• **Short task**: Write out exactly, with no other output, the lines below from the one that contains "Mark the blue shirt" through the end.

(Coordinate labeling data)
┄┄┄┄┄┄┄┄┄┄┄┄┄┄┄┄┄┄┄┄
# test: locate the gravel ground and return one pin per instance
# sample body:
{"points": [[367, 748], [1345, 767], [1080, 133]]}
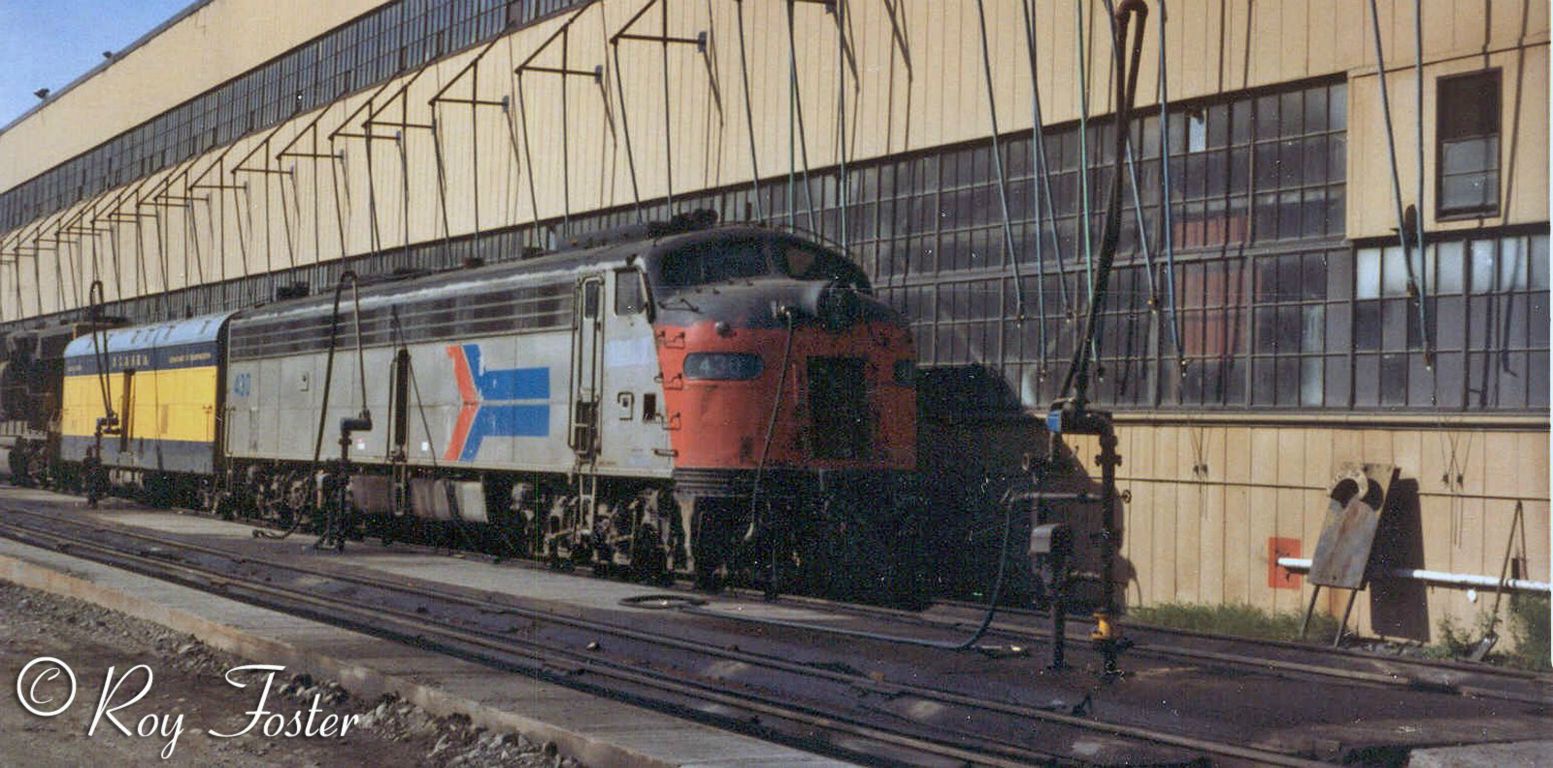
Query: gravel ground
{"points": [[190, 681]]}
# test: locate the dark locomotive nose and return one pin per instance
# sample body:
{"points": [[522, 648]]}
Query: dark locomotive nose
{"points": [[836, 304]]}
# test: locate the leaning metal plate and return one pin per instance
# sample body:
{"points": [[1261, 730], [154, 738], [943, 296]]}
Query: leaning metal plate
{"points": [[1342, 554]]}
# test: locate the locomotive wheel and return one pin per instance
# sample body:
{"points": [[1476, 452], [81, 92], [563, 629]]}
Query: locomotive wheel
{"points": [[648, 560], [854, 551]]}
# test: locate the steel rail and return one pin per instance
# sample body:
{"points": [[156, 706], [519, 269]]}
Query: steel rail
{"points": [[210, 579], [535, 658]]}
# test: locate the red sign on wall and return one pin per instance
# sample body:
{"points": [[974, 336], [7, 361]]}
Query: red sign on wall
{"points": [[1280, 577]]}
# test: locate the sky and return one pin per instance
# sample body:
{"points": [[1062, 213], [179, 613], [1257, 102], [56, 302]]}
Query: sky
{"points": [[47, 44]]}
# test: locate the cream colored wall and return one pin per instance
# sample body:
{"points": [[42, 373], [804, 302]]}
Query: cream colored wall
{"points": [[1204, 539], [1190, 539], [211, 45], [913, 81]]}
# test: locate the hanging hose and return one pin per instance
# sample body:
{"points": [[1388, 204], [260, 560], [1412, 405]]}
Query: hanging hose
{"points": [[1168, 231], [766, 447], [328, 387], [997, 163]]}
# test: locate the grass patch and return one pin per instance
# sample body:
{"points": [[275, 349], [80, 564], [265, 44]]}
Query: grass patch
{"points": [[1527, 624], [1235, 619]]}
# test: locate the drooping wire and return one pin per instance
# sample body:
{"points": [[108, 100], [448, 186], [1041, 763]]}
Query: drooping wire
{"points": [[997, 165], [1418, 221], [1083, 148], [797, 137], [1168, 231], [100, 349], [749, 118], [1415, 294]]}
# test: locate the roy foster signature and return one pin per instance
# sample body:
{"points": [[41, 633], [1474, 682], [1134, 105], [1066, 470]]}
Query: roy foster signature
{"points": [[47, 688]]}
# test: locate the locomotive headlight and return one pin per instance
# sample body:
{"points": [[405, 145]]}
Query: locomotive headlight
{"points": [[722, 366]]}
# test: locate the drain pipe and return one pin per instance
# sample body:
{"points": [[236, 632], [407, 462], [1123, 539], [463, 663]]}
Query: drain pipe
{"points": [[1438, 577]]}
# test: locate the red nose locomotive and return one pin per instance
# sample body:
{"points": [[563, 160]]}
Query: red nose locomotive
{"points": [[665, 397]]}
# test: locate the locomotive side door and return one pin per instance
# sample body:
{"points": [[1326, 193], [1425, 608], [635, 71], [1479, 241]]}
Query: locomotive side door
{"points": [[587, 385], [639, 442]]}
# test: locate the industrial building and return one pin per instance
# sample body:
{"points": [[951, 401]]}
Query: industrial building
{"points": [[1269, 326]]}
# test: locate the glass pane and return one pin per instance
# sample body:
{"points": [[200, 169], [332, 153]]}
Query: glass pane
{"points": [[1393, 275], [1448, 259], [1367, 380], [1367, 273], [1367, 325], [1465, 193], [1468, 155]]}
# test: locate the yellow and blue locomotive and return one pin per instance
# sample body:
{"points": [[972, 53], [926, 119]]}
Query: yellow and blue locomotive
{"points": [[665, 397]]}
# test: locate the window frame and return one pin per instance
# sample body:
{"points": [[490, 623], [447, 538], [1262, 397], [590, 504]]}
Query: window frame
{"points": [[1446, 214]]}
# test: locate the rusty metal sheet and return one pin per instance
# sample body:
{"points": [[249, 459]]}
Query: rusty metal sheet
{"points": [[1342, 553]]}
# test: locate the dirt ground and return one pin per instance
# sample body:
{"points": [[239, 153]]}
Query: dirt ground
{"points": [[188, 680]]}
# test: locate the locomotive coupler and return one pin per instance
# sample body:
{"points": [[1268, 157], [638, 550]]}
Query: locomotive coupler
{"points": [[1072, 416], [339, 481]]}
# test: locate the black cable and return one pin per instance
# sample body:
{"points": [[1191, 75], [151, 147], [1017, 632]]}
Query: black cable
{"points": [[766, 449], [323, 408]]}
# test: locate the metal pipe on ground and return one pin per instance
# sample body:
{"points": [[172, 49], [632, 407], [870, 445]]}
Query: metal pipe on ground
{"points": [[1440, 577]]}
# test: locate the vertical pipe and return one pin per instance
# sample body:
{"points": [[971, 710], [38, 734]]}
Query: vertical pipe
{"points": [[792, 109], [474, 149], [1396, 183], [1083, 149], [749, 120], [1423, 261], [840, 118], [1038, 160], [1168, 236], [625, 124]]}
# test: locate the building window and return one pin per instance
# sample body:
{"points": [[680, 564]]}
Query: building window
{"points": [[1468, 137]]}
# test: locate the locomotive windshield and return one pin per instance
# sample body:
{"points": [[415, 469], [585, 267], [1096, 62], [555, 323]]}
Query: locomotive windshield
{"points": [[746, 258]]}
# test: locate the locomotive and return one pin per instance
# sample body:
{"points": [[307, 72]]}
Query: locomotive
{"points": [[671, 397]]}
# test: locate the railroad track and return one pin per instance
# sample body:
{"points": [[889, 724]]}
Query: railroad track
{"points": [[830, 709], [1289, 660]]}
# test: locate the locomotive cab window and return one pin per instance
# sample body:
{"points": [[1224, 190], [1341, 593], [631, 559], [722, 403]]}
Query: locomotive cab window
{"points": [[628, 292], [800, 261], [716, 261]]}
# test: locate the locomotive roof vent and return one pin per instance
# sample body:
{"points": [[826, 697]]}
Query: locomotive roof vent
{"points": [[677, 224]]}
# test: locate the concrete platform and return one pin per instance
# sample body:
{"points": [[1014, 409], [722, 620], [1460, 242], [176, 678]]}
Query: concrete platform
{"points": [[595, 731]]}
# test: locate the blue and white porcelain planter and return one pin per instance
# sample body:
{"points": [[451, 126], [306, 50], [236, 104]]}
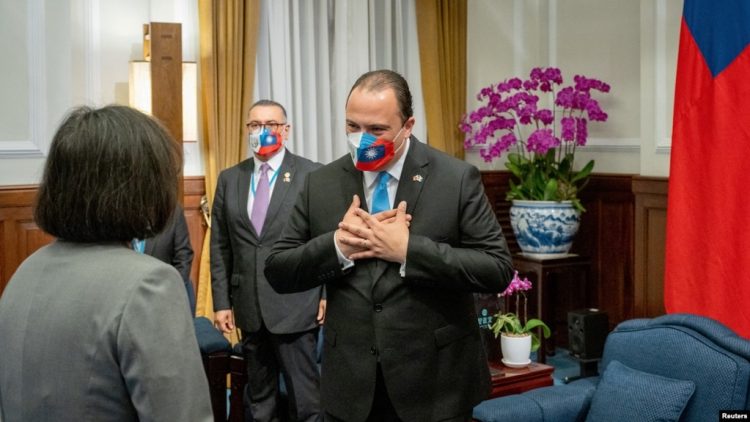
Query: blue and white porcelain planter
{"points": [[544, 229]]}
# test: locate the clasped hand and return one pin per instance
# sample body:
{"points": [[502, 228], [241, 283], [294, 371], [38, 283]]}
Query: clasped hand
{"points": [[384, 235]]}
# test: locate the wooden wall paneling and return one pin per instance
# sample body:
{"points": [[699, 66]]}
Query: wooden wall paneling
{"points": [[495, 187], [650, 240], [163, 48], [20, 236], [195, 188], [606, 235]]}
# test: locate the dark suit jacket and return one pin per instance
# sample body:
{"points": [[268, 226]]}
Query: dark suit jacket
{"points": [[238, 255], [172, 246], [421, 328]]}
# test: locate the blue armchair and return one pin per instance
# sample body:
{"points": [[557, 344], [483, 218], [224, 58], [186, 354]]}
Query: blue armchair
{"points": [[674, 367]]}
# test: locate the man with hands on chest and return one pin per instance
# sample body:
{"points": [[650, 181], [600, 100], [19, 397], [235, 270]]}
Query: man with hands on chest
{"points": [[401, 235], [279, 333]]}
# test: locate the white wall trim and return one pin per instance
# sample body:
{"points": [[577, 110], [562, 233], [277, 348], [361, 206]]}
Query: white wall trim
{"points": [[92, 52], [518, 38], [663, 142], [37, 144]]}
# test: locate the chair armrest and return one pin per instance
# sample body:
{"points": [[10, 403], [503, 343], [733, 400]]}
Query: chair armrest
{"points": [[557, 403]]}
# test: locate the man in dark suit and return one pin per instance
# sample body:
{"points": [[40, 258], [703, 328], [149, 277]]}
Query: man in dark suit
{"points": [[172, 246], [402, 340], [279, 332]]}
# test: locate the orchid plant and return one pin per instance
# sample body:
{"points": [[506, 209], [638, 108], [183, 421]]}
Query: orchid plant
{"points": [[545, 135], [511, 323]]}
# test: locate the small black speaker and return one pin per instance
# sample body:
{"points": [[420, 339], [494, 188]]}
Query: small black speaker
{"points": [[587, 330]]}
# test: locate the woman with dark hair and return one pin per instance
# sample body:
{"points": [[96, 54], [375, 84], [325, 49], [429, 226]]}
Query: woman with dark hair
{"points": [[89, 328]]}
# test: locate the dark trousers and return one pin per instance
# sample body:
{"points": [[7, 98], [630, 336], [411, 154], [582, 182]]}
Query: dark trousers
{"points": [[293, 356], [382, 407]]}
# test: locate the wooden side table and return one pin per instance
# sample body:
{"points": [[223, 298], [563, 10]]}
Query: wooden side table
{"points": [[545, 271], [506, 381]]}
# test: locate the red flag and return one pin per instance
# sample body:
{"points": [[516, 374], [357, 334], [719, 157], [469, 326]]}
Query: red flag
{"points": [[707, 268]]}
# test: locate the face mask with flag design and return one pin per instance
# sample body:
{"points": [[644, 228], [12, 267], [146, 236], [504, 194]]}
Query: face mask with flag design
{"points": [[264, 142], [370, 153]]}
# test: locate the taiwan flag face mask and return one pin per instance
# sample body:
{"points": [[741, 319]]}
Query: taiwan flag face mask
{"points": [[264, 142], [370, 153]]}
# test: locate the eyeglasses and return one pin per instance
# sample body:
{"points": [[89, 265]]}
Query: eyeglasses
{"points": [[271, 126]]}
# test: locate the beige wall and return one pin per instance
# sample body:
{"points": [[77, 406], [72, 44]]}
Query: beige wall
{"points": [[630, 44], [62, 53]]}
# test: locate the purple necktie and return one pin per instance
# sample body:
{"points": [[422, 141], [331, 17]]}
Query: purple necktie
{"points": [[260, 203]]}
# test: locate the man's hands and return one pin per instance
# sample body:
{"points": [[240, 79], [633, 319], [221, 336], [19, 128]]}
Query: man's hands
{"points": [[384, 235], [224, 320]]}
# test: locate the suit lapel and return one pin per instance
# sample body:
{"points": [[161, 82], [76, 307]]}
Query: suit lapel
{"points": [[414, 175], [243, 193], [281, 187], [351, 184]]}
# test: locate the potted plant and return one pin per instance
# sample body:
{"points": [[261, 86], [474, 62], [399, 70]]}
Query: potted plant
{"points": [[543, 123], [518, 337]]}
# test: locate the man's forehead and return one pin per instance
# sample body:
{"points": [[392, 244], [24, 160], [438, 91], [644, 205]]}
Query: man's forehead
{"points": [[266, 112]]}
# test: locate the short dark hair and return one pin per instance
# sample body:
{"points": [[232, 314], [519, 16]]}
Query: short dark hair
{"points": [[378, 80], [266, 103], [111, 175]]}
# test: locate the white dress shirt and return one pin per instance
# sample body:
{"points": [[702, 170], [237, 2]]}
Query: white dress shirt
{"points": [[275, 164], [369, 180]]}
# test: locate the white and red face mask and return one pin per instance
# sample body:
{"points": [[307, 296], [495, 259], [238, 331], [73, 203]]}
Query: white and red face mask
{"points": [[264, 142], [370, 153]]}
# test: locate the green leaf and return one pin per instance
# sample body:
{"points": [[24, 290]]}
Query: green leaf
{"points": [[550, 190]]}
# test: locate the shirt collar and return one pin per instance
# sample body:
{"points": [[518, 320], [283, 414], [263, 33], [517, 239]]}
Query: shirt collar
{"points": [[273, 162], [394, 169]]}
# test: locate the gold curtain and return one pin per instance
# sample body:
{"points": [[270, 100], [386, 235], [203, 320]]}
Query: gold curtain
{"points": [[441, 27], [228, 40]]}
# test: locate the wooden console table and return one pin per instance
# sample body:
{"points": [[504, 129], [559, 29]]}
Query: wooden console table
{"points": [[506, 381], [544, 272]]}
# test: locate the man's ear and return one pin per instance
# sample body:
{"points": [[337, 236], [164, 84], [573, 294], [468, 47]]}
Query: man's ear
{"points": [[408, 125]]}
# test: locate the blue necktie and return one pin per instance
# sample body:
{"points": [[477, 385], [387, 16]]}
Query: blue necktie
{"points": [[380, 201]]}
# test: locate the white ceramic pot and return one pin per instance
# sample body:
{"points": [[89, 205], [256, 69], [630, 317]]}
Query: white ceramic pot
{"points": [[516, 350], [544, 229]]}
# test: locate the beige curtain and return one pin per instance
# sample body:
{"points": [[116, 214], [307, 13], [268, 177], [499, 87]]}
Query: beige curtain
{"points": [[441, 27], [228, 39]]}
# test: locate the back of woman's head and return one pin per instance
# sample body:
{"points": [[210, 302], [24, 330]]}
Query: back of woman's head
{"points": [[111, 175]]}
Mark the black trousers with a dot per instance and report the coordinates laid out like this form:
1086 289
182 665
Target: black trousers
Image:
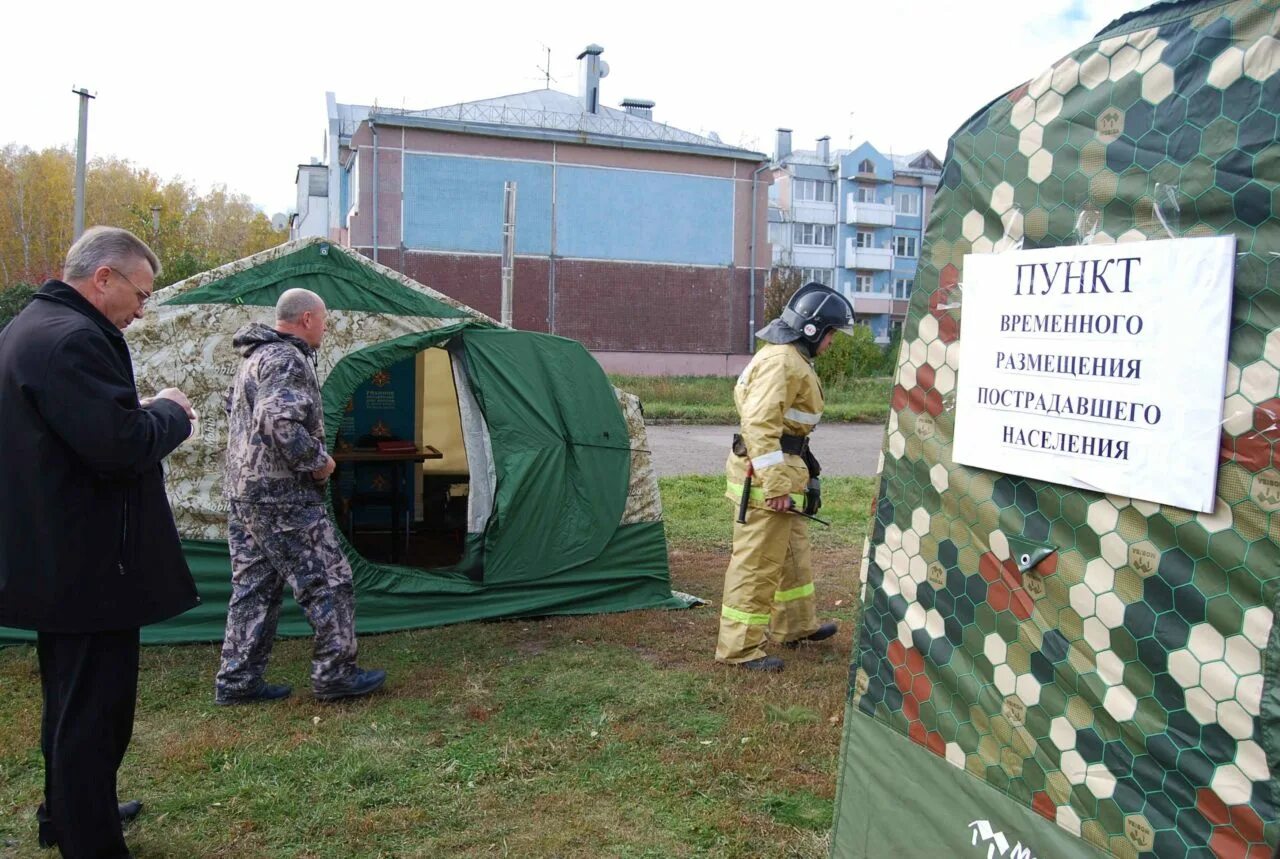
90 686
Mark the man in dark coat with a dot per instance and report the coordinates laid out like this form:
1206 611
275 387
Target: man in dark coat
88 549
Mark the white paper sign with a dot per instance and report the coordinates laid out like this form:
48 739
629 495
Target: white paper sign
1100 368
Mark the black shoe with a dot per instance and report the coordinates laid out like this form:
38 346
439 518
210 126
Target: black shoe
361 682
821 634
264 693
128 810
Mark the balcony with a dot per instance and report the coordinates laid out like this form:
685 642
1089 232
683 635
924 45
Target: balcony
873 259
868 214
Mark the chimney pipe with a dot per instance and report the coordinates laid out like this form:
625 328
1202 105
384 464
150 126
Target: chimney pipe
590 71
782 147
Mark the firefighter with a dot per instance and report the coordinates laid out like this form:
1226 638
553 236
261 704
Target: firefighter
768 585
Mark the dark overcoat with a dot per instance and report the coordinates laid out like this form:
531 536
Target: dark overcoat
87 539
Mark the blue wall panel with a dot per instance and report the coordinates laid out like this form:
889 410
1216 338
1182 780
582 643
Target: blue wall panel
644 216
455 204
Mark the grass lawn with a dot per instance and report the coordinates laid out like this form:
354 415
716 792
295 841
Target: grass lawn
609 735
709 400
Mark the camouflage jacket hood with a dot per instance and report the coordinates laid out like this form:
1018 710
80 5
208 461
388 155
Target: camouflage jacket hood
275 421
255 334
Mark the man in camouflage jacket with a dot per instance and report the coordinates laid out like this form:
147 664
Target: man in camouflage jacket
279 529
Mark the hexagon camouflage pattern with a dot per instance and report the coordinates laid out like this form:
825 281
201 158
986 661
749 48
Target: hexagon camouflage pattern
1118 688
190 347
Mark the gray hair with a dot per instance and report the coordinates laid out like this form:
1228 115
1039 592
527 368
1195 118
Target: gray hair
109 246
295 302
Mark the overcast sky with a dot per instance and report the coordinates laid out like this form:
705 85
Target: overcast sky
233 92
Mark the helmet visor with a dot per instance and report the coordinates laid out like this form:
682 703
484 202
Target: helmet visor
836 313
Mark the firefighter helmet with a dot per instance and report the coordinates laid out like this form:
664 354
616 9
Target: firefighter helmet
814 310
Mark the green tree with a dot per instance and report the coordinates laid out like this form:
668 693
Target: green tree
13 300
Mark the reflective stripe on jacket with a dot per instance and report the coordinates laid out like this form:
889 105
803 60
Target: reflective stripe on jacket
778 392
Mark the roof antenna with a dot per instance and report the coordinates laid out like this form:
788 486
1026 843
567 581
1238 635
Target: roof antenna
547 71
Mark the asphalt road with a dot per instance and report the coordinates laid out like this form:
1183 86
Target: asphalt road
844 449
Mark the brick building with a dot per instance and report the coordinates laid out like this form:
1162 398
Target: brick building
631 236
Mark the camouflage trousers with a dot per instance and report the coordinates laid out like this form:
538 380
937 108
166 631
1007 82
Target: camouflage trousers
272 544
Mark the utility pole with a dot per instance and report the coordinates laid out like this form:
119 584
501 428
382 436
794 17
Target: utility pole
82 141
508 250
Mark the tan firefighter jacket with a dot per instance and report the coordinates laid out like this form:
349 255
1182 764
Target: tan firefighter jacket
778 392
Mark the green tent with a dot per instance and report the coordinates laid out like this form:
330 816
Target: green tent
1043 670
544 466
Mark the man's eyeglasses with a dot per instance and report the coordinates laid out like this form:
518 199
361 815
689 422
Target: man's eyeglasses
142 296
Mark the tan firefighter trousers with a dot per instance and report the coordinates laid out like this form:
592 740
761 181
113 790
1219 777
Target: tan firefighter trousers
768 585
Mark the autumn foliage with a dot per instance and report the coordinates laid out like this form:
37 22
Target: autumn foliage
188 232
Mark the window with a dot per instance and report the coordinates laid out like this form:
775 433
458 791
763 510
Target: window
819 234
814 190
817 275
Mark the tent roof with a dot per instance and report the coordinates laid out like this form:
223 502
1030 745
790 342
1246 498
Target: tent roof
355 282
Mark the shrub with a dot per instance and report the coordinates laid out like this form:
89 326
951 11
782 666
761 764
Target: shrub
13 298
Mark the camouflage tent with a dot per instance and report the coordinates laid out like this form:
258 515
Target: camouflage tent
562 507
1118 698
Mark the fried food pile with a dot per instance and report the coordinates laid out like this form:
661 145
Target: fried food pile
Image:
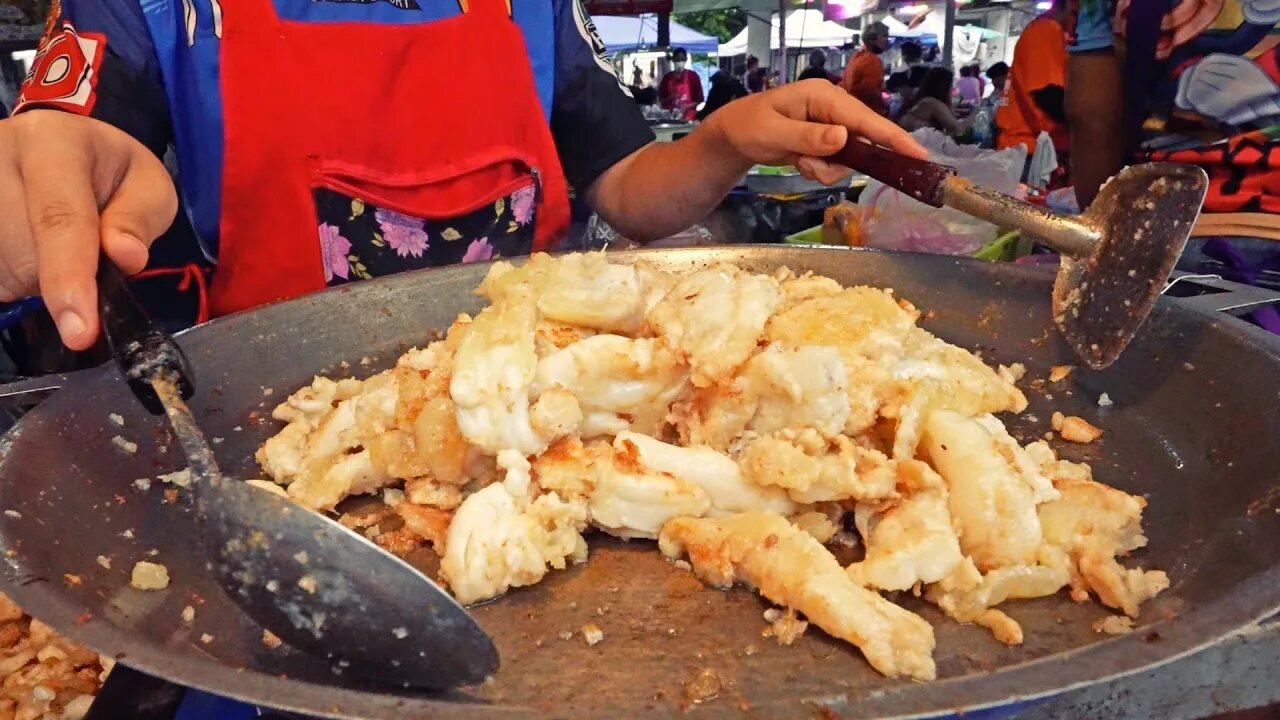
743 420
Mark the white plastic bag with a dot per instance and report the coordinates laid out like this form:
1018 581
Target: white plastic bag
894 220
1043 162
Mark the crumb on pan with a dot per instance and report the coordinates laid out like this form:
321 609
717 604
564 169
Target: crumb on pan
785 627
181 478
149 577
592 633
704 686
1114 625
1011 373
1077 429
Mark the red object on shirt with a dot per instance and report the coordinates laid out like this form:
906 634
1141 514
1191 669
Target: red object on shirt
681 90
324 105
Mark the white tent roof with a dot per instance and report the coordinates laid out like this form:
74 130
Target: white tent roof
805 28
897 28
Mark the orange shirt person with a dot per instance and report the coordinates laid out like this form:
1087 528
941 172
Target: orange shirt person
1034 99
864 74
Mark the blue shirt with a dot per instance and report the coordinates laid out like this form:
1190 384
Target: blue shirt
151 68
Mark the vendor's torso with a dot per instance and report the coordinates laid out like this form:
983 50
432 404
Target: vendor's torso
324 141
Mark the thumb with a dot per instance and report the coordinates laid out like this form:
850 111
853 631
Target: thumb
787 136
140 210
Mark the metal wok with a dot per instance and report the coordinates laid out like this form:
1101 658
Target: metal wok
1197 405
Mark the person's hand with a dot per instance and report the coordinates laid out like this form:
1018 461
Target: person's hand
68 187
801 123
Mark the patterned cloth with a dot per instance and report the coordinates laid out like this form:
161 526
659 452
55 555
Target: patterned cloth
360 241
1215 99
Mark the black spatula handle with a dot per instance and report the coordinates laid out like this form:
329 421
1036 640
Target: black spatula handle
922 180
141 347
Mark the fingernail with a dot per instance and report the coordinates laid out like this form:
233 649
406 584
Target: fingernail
┄┄┄┄┄┄┄┄┄┄┄┄┄┄┄┄┄┄┄┄
• **Answer to this task**:
Mark the blue shirt with a dot per instance and report the coordinates laid out like this form:
1190 384
Target: blue shirt
151 68
Mark the vendor's torso with a dot per instance and report the coordinates laid out like this form:
983 50
432 404
Target: vendor's torso
324 141
Mark the thumb with a dot per instance and report the coordinates laid out like this form:
850 111
853 631
Target: thumb
787 136
140 210
Mark the metal wok with a dot per instance and report the coordinates laid out like this form:
1101 658
Target: metal wok
1197 405
Mark the person's hand with a dot per instance and report the coordinates laid out like this form:
1018 461
Target: person's hand
68 187
801 123
Mark the patterned cloth with a dot per instance and report the coordinates laid out like this form:
161 526
659 452
55 555
Target: patterned cloth
360 241
1215 99
Mark the black spatula handle with a dot per instance and report the coordinates laid out like this form:
329 421
1036 640
Target: black spatula handle
922 180
141 347
Mark the fingernail with a dot per instance and report the coordinates laid out like this form:
233 649
406 584
Target: fingernail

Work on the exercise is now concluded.